INSTRUCTIONS FOR THE TASK
Convert the material below into a Markdown table with two columns, Row and Line, giving each line its own numbered row and omitting blank lines.
********
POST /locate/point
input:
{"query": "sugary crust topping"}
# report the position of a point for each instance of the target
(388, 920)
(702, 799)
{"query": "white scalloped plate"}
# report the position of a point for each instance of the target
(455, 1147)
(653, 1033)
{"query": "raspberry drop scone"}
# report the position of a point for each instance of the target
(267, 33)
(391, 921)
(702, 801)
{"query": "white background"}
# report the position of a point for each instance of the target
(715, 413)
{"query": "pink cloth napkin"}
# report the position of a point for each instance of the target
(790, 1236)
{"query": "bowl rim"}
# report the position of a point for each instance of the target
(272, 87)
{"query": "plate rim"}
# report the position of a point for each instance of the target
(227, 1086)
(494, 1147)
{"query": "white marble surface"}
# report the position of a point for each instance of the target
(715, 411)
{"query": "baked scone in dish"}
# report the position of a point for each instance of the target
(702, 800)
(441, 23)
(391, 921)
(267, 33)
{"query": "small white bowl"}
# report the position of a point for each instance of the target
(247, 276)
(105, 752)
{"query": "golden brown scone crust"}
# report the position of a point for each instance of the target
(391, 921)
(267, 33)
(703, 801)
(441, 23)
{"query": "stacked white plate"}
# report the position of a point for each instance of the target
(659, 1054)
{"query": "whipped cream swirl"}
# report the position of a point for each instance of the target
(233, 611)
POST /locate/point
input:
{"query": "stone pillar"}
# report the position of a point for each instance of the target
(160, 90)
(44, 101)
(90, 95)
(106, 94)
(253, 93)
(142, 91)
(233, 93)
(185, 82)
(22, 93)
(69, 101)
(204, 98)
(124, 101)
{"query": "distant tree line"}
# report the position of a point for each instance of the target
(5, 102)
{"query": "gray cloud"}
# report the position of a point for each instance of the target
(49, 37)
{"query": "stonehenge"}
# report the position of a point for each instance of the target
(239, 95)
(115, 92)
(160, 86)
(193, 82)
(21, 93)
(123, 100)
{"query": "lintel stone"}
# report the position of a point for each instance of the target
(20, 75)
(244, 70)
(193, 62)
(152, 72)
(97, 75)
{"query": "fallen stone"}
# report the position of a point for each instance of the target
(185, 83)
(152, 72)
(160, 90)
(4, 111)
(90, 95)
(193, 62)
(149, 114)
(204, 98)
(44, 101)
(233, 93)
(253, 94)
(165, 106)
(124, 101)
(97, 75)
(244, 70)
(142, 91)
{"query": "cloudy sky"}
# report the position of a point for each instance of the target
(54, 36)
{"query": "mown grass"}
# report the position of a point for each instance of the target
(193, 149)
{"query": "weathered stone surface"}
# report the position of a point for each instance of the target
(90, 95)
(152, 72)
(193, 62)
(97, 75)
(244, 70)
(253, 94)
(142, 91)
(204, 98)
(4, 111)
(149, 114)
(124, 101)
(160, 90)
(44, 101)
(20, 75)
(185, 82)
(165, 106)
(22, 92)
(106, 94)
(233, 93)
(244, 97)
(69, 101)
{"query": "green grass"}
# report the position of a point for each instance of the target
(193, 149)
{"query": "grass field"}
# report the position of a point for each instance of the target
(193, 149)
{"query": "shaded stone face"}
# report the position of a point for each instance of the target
********
RESPONSE FOR THIS EXERCISE
| Row | Line |
|---|---|
| 1 | POST /locate/point |
| 2 | input: |
| 3 | {"query": "sugary crust topping"} |
| 4 | # report the position of a point for each instance of the target |
| 5 | (388, 920) |
| 6 | (702, 799) |
| 7 | {"query": "white scalloped plate"} |
| 8 | # report the position of a point for each instance of the target |
| 9 | (455, 1147) |
| 10 | (653, 1033) |
| 11 | {"query": "raspberry drop scone"} |
| 12 | # report the position of a point for each instance of the target |
| 13 | (267, 33) |
| 14 | (391, 921) |
| 15 | (702, 801) |
| 16 | {"query": "white background"} |
| 17 | # report the position of a point for each instance of the target |
| 18 | (715, 413) |
| 19 | {"query": "pink cloth napkin"} |
| 20 | # report the position of a point for each instance of the target |
| 21 | (790, 1236) |
| 22 | {"query": "bowl rim"} |
| 23 | # report the position of a point for each instance of the target |
| 24 | (272, 87) |
| 25 | {"query": "plate rim"} |
| 26 | # report the position of a point for each instance of the target |
| 27 | (227, 1086) |
| 28 | (494, 1147) |
| 29 | {"query": "white marble surface"} |
| 30 | # report the position of a point for each instance of the target |
| 31 | (715, 411) |
| 32 | {"query": "baked scone in dish"} |
| 33 | # report the position of a point for each instance of the target |
| 34 | (702, 800) |
| 35 | (441, 23) |
| 36 | (391, 921) |
| 37 | (267, 33) |
| 38 | {"query": "small white bowl"} |
| 39 | # report the position of a point for each instance of the target |
| 40 | (247, 276) |
| 41 | (105, 752) |
| 42 | {"query": "golden brown scone crust"} |
| 43 | # report the position of a point for each instance of the target |
| 44 | (391, 921) |
| 45 | (267, 33) |
| 46 | (703, 801) |
| 47 | (441, 23) |
| 48 | {"query": "stacked white plate"} |
| 49 | # report the position of a point for each instance of the target |
| 50 | (659, 1054) |
| 51 | {"query": "whipped cream swirl"} |
| 52 | # report the position of a point for each instance of the target |
| 53 | (233, 611) |
| 54 | POST /locate/point |
| 55 | input: |
| 56 | {"query": "stone pillar"} |
| 57 | # report the position of a point for each instance of the target |
| 58 | (160, 90) |
| 59 | (44, 101) |
| 60 | (90, 95) |
| 61 | (106, 94) |
| 62 | (253, 93) |
| 63 | (142, 91) |
| 64 | (233, 93) |
| 65 | (185, 82) |
| 66 | (22, 93) |
| 67 | (69, 101) |
| 68 | (204, 98) |
| 69 | (124, 101) |
| 70 | {"query": "distant tree line"} |
| 71 | # report the position of a point for each instance of the target |
| 72 | (5, 102) |
| 73 | {"query": "gray cloud"} |
| 74 | # report the position of a point for each instance of the target |
| 75 | (49, 37) |
| 76 | {"query": "stonehenge"} |
| 77 | # report the position of a point for each instance of the target |
| 78 | (239, 95) |
| 79 | (115, 92) |
| 80 | (160, 86) |
| 81 | (193, 82) |
| 82 | (21, 93) |
| 83 | (123, 100) |
| 84 | {"query": "lintel stone"} |
| 85 | # report the position of a point for each instance of the target |
| 86 | (20, 75) |
| 87 | (244, 70) |
| 88 | (193, 62) |
| 89 | (152, 72) |
| 90 | (97, 75) |
| 91 | {"query": "fallen stone"} |
| 92 | # report the position of a point for each instance of the target |
| 93 | (185, 83) |
| 94 | (152, 72) |
| 95 | (160, 90) |
| 96 | (4, 111) |
| 97 | (90, 95) |
| 98 | (193, 62) |
| 99 | (149, 114) |
| 100 | (204, 98) |
| 101 | (44, 101) |
| 102 | (233, 93) |
| 103 | (253, 94) |
| 104 | (165, 106) |
| 105 | (124, 101) |
| 106 | (97, 75) |
| 107 | (244, 70) |
| 108 | (142, 91) |
| 109 | {"query": "cloudy sky"} |
| 110 | # report the position of a point for each instance of the target |
| 111 | (54, 36) |
| 112 | {"query": "mown grass"} |
| 113 | # report the position of a point for each instance of the target |
| 114 | (193, 149) |
| 115 | {"query": "weathered stone surface"} |
| 116 | # report the position of a point for each instance of the target |
| 117 | (90, 95) |
| 118 | (152, 72) |
| 119 | (193, 62) |
| 120 | (97, 75) |
| 121 | (244, 70) |
| 122 | (253, 94) |
| 123 | (142, 91) |
| 124 | (204, 98) |
| 125 | (4, 111) |
| 126 | (149, 114) |
| 127 | (124, 101) |
| 128 | (160, 90) |
| 129 | (44, 101) |
| 130 | (20, 75) |
| 131 | (185, 82) |
| 132 | (165, 106) |
| 133 | (22, 92) |
| 134 | (106, 94) |
| 135 | (233, 93) |
| 136 | (244, 97) |
| 137 | (69, 101) |
| 138 | {"query": "green grass"} |
| 139 | # report the position of a point for each instance of the target |
| 140 | (193, 149) |
| 141 | {"query": "grass field"} |
| 142 | # report the position of a point for each instance of the target |
| 143 | (193, 149) |
| 144 | {"query": "shaded stone face"} |
| 145 | # report the position of a point for each instance of the target |